*** Opening of Supplied records ***

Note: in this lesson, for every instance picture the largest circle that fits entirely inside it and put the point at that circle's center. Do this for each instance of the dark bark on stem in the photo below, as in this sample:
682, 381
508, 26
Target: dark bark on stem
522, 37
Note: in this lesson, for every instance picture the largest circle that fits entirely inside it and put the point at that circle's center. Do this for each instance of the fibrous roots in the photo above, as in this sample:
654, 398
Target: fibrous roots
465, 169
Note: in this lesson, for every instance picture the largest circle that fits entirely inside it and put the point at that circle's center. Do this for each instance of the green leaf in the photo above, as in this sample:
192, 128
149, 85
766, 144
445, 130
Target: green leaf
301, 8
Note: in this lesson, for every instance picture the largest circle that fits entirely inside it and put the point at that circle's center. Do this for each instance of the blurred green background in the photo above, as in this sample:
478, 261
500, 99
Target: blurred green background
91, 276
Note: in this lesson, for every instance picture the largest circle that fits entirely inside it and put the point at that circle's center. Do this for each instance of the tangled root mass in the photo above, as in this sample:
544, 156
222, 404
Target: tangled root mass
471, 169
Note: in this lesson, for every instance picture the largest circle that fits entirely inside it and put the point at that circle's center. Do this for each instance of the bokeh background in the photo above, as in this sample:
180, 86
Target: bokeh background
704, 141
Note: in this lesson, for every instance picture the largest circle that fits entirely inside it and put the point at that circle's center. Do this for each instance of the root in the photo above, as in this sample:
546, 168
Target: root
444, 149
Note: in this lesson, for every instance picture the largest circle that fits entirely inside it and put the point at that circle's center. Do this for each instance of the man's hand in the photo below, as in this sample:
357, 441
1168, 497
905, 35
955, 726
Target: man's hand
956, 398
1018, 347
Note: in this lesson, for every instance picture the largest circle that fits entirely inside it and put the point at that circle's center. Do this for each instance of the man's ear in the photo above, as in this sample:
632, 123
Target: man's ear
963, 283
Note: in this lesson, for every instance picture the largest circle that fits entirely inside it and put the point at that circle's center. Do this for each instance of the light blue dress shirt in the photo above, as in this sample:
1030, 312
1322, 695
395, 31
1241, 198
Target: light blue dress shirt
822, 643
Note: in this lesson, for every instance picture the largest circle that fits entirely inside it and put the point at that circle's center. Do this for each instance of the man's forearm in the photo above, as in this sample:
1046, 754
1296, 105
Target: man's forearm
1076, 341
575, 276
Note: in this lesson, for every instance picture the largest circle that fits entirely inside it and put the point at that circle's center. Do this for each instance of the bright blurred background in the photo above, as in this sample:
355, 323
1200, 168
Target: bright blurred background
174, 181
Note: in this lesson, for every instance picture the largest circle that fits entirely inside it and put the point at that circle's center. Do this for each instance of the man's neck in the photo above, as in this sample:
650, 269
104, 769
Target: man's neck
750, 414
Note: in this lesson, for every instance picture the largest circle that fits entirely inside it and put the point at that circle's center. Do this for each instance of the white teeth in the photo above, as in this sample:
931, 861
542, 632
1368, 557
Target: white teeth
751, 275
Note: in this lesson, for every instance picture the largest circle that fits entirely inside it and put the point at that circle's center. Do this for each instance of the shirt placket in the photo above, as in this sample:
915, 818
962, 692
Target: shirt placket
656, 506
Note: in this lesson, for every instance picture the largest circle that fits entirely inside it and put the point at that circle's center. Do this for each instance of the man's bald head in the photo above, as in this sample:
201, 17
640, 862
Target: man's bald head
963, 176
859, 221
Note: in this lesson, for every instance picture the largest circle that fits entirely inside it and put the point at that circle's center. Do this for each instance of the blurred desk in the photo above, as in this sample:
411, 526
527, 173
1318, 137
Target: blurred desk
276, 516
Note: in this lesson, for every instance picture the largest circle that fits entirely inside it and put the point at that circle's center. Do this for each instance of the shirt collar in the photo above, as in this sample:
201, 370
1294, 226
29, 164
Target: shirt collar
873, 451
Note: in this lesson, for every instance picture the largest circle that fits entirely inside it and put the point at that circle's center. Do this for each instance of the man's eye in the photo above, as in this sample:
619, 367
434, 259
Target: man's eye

*** Close of Supplied records ***

### Work to complete
Word for word, transcribe each record.

### Solution to this problem
Note: in this lesson, for every instance picture the largest circle that fits entirely inside it and put the point at that circle's center. Do this for each instance of the dark bark on stem in the photo below, as in this sample:
682, 381
508, 26
Target: dark bark on stem
522, 37
Note: in this lesson, for every instance picture the largest circle that fits entirely inside it and put the point at that circle's center. Do this for each instance of the fibrous roots in the photo above, as in this sample:
654, 398
Target: fibrous roots
465, 169
Note: in this lesson, for every instance picture the largest circle that fits entirely inside it and put the point at that circle's center. Do this for each instance of the green leaf in the photo above, as in this sample:
192, 128
149, 85
766, 144
445, 130
Target: green leaf
301, 8
Note: in this lesson, for every instance picture the largest circle that fits entirely inside it and put the point at that circle's center. Do this for each instance of the blurred green background in the photo above, as in this sample:
478, 261
500, 99
Target: blurred green background
91, 276
Note: in this lesson, for every instance picture the largest circle that fits entirely inside it and put the point at that circle's center. Do this for each instance of the tangled root mass in the photo above, as in this sample:
544, 156
222, 404
Target: tangled root mass
471, 169
Note: in this lesson, for every instance picture the largest circle that fits entirely inside it and put the point at that circle's center. Do this for each instance of the bokeh background in the photo above, as in this sample:
180, 86
Target: bokeh background
704, 141
Note: in this lesson, for every instance picture the largest circle that fits entirely inside it and put the point at that circle's center. Do this for each instance of the root in the photo above, as in this sample:
546, 168
Target: root
444, 149
Note: in this lesson, for every instance picture the largest circle that fits entirely inside it and put the point at that circle's center. Do this for each instance of the man's hand in the photo below, as in this sample:
357, 441
1168, 497
905, 35
955, 726
Target: man's hand
956, 398
1018, 347
Note: in this lesson, for every instance picture the largest circle that fits entirely inside it and put the point at that circle's center. Do this for each instance of the man's ear in the photo above, as in this sample:
632, 123
Target: man's ear
963, 283
Note: in this lesson, for every instance picture the largest circle that fits entirely inside it and put the point at that circle's center. Do this for each instance of the light blue dress shirt in the photo above, as in this sample:
1030, 312
1322, 695
395, 31
1241, 198
Target: light blue dress shirt
822, 643
Note: in this lesson, for every instance picture the largest circle that fits entirely inside it and put the point at that circle's center. Do this for each instance of the man's forearm in the photo above, as in this sample:
1046, 754
1296, 105
Target: man's forearm
1076, 341
575, 276
Note: in this lesson, for every instance picture the largest circle that fits entirely inside it and put the point at that circle's center. Do this for each instance of the bright blurred background in the photo above, as in this sample:
355, 323
1200, 168
Target: bright blurred background
174, 181
Note: in this lesson, for every instance picture the largest circle that fits entirely inside it and put the point at that circle's center. Do this for each instance of the man's neck in the photo above, as in this sample:
650, 269
104, 769
Target: man's neck
750, 414
Note: in this lesson, for every instance picture the largest circle that fits entirely inside it and put the point at that circle's center. Do this for each instance of the white teeth in the photo above, as in this sample:
931, 861
542, 632
1368, 557
Target: white teeth
751, 275
Note: in this lesson, for every instance picture the largest circle that fits entirely inside it and put the point at that circle's center. Do this for each instance of the shirt placket in the photo above, as in this sample:
915, 818
962, 692
Target: shirt placket
656, 506
Note: in this lesson, for every instance picture the largest circle that fits entirely inside it and put the point at that circle's center. Do this for each instance of the man's bald head in the photo above, as in this sample:
201, 17
640, 862
Target: man's bald head
963, 176
859, 221
Note: in this lesson, for every instance picture the largest circle that fits entirely inside it and put the point at that circle's center. Do this for each instance of the blurred desk in the photo above, as in this sample:
411, 526
527, 173
1318, 137
Target: blurred desk
276, 516
Note: in this lesson, for every instance picture the largest circle that fits entirely inside it and put the point at that circle's center. Do this for each instance of the shirt collar in the photo above, as in this sample:
201, 370
1294, 226
29, 164
Target: shirt collar
873, 451
Note: in this lesson, for every instance picture the largest circle that fits entirely inside it and put the point at that circle's center. Do this for each instance of the man's eye in the photo above, as in this sample:
619, 367
434, 259
Target: man's eye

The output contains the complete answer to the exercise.